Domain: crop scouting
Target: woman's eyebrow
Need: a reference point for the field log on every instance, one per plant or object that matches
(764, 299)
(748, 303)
──────────
--- INSTRUCTION ---
Rewrite the entries above, switching "field log" to "scouting report" and leaving everything else as it is.

--- ANSWER IN FULL ---
Domain: crop scouting
Target: woman's eyebrow
Need: a reference point for the scouting report on every instance, one per plant or object that matches
(764, 299)
(748, 303)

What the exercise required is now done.